Can you recast the stretch of the material from the line containing "curved road. Report pixel corners as JSON arrays." through the line containing "[[340, 0, 355, 56], [383, 0, 409, 94]]" as a JSON list of strings, one string per line with blank lines left out, covering only those lines?

>> start Data provided

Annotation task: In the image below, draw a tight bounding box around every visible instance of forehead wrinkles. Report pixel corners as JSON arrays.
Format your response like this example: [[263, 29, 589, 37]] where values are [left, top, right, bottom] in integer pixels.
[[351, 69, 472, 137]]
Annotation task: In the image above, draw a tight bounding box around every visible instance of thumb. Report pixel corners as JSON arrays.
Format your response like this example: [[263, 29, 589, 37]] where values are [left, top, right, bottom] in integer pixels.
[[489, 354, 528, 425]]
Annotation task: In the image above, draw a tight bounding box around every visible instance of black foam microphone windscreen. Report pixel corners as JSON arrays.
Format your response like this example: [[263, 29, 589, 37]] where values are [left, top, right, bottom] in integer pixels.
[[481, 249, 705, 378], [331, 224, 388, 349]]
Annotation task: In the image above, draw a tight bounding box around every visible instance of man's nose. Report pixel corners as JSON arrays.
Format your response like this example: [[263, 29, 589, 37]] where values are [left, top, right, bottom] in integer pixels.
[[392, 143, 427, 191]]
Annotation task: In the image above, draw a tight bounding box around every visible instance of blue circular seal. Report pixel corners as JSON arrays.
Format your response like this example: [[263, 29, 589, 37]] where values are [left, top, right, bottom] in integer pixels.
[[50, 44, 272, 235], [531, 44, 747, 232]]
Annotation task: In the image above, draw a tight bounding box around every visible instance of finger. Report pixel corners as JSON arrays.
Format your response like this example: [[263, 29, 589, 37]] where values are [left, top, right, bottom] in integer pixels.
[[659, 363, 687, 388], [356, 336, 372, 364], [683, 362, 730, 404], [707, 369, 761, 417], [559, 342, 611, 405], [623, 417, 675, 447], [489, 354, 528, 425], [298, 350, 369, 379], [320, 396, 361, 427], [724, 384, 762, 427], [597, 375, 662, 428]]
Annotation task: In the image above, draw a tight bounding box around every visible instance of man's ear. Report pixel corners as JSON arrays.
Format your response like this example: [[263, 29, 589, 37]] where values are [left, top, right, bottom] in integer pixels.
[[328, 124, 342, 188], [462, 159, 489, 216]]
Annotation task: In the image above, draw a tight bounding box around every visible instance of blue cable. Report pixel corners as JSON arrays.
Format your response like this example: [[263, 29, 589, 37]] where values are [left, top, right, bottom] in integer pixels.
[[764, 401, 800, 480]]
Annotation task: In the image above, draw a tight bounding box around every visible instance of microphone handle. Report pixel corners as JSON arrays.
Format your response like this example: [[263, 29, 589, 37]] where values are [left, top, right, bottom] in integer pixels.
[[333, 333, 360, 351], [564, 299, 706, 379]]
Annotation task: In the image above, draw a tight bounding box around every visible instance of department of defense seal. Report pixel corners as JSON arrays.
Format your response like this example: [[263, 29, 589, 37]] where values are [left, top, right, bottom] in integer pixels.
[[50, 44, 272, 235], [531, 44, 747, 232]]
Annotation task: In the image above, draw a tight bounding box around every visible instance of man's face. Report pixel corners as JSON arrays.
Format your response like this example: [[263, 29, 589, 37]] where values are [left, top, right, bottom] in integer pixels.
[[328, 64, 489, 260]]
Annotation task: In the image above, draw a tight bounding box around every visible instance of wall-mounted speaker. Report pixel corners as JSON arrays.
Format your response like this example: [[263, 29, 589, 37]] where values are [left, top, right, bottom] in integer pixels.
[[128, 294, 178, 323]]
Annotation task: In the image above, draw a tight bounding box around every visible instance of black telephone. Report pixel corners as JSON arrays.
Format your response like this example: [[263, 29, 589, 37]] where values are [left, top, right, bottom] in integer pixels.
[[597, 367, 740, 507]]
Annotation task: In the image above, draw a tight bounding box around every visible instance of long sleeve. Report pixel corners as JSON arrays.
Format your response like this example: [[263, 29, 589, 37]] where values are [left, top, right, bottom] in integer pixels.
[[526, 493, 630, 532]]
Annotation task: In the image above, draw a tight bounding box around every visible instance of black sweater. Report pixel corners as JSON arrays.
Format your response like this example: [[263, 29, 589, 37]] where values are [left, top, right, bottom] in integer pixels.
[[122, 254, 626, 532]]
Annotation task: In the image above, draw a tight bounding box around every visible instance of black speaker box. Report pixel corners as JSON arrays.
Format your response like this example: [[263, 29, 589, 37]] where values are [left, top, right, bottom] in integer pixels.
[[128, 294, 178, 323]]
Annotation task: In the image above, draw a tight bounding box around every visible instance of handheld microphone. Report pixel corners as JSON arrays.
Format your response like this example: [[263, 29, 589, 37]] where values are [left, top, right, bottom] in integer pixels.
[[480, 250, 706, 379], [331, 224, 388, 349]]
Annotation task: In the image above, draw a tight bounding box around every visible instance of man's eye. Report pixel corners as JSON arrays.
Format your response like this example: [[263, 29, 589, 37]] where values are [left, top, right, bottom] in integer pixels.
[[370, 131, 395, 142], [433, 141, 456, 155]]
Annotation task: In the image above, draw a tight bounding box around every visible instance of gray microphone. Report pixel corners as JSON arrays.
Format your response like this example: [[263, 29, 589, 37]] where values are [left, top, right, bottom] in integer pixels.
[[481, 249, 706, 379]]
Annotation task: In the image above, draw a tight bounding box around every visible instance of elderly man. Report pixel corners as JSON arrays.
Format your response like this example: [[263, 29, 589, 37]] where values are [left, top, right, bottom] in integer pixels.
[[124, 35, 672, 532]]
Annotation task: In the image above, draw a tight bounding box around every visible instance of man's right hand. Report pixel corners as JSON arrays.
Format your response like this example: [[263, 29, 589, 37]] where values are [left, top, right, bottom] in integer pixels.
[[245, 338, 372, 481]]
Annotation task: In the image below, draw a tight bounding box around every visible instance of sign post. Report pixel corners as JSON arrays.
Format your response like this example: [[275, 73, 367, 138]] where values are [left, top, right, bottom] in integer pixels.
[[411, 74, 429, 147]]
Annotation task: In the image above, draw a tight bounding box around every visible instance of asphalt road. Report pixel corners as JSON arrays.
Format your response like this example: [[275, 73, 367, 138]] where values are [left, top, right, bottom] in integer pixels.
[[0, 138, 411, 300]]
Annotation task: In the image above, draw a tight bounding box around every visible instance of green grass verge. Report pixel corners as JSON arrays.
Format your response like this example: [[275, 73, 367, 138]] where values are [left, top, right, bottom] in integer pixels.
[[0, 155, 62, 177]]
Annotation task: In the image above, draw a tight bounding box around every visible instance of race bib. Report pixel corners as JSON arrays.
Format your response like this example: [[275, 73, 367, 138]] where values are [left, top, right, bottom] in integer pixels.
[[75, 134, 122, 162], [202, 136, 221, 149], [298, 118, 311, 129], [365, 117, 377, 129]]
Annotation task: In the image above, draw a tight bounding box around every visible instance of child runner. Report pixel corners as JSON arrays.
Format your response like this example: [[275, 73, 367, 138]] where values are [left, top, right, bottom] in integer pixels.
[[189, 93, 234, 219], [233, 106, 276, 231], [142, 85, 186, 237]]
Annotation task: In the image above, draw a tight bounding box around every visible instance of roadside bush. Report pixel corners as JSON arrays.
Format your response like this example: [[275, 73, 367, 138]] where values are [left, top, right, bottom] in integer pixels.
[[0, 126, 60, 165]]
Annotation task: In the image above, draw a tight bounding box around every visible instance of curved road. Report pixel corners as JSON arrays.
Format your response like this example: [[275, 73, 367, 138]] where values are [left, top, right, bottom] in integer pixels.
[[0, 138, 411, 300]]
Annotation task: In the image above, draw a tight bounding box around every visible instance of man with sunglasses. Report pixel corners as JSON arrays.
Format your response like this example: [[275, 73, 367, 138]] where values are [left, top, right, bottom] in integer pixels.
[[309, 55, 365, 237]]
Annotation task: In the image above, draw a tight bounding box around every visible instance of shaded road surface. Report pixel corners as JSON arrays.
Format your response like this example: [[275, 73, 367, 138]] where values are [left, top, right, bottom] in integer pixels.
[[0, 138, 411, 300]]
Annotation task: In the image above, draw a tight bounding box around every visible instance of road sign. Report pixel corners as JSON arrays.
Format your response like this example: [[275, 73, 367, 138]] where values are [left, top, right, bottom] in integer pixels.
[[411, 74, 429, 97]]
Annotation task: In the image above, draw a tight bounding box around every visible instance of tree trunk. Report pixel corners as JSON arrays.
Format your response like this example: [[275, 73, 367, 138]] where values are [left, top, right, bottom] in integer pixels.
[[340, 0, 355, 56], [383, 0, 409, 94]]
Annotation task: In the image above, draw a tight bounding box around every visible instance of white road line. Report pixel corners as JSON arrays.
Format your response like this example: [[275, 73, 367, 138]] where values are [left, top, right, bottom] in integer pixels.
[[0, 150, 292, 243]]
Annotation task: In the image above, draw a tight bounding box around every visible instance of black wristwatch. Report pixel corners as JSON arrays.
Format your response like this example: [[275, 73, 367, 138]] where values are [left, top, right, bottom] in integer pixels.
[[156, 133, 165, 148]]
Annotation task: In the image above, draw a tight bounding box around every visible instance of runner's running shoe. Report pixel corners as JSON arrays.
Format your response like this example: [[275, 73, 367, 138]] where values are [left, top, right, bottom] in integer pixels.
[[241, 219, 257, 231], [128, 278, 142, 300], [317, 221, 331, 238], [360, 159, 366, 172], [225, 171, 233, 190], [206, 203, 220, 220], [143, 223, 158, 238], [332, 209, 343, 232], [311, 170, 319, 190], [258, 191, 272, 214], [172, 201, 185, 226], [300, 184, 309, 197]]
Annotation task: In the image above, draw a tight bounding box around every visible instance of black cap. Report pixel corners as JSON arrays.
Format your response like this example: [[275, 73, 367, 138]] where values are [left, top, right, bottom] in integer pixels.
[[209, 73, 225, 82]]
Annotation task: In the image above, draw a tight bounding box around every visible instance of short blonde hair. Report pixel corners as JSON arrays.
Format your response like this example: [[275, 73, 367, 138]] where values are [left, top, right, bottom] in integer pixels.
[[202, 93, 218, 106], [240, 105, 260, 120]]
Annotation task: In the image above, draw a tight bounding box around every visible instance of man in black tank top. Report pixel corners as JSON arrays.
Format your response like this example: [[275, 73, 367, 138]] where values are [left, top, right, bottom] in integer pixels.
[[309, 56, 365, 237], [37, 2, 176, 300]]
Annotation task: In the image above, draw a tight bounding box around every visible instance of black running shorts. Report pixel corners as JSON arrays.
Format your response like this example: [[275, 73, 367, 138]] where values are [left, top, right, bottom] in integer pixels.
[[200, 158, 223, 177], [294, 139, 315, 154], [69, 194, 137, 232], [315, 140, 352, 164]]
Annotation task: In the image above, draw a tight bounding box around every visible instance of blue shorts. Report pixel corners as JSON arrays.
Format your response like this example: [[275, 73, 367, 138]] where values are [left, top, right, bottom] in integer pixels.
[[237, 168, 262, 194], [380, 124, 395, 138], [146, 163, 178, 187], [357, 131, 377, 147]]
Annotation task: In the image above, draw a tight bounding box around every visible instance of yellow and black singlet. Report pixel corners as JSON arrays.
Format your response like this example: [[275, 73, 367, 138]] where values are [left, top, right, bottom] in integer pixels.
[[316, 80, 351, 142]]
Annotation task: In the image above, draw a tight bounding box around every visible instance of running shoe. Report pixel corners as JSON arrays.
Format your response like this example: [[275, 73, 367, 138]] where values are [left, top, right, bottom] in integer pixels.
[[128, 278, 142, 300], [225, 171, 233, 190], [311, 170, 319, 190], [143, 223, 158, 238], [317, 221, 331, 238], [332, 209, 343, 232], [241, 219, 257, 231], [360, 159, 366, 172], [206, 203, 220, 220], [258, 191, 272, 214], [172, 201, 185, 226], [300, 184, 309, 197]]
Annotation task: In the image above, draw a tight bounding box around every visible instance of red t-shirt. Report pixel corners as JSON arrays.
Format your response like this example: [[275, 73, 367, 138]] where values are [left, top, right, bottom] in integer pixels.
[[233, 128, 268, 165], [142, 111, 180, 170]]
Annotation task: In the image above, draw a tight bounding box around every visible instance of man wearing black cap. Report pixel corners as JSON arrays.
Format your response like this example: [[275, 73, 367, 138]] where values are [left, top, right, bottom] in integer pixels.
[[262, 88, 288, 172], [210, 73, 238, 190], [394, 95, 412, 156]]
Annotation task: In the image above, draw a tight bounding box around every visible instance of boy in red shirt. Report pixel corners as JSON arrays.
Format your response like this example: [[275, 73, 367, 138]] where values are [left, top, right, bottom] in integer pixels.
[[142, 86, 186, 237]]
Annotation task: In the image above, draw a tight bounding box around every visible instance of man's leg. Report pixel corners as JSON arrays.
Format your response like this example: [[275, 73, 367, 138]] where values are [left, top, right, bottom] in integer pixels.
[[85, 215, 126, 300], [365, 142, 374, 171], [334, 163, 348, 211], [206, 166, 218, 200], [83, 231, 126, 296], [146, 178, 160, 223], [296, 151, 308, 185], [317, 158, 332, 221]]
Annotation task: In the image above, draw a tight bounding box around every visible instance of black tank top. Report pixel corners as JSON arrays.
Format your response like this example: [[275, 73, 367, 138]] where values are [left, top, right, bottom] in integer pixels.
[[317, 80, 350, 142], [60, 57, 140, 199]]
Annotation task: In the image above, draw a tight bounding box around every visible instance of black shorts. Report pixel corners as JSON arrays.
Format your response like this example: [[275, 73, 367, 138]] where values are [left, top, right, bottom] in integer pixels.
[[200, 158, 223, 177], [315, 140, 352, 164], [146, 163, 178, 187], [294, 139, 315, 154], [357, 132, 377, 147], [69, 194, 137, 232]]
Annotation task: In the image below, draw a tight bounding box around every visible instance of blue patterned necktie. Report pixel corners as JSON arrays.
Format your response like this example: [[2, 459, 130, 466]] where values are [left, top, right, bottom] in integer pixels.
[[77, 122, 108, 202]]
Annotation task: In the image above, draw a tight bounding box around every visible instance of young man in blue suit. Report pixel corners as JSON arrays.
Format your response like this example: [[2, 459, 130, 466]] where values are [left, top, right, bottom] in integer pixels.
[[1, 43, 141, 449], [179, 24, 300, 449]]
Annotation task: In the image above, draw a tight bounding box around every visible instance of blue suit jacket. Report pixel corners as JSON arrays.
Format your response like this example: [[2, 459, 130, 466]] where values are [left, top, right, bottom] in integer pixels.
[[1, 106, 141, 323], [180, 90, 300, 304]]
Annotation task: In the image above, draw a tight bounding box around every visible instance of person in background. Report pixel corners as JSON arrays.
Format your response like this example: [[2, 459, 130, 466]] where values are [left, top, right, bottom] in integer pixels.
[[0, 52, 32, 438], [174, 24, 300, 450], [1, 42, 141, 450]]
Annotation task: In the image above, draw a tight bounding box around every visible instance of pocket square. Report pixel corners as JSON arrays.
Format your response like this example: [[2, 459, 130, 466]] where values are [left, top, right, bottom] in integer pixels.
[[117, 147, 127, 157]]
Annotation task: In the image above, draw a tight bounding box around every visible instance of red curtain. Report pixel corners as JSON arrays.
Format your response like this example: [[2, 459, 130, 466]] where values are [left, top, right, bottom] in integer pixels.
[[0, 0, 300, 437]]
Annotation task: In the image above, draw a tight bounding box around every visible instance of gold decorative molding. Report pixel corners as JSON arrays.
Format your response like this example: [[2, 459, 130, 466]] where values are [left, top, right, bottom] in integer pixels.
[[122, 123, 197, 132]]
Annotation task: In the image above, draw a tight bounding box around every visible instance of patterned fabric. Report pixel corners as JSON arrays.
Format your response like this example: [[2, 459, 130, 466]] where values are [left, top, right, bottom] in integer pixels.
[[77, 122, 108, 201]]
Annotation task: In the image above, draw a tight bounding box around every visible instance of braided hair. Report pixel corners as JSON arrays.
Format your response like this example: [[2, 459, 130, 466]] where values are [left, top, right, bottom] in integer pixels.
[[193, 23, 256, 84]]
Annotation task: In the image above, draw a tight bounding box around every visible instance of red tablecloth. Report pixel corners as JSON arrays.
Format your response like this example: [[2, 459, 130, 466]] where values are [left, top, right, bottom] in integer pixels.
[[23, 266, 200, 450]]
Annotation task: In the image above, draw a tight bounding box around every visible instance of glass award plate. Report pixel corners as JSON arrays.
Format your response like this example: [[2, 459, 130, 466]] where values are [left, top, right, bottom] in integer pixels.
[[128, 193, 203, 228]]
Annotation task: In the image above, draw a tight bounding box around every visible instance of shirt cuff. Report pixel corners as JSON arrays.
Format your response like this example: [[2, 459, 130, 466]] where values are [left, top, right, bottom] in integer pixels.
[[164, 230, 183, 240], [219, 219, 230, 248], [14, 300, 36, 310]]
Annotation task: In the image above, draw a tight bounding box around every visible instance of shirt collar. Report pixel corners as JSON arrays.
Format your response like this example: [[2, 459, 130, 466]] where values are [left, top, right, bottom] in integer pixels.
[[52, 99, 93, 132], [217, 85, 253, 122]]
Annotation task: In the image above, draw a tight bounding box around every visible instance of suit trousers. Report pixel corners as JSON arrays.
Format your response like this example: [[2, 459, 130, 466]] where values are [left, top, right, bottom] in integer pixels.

>> end Data provided

- [Task answer]
[
  "Annotation task: In the image above, draw a tight bounding box around every visible instance of curved road. Report pixel corners as JSON arrays.",
  "Format your response like this example: [[275, 73, 367, 138]] where values are [left, top, right, bottom] in integer pixels.",
  "[[0, 138, 411, 300]]",
  "Annotation task: In the image above, draw a tight bounding box around every visible instance of man with sunglasses. Report pixel corners as JSON arrays.",
  "Format your response like this example: [[275, 73, 367, 138]] where values are [left, top, right, bottom] in integer pixels.",
  "[[309, 55, 365, 237]]",
  "Annotation task: In the image above, draw a tight bounding box around every visible instance of shaded road surface. Report pixel corners as JSON arrays.",
  "Format your response like this example: [[275, 73, 367, 138]] where values are [left, top, right, bottom] in integer pixels.",
  "[[0, 138, 411, 300]]",
  "Annotation task: In the image above, draw a tight bounding box around every visible instance of road sign. Report pixel corners as JSON arrays.",
  "Format your response like this example: [[275, 73, 367, 138]] where values are [left, top, right, bottom] in integer pixels.",
  "[[411, 74, 429, 97]]",
  "Annotation task: In the image above, draw a tight bounding box around every visible instance of tree trunk. Report pixel corners as JSON arrays.",
  "Format your response like this example: [[275, 73, 367, 138]] where values are [left, top, right, bottom] in integer pixels.",
  "[[340, 0, 355, 56], [383, 0, 409, 94]]"
]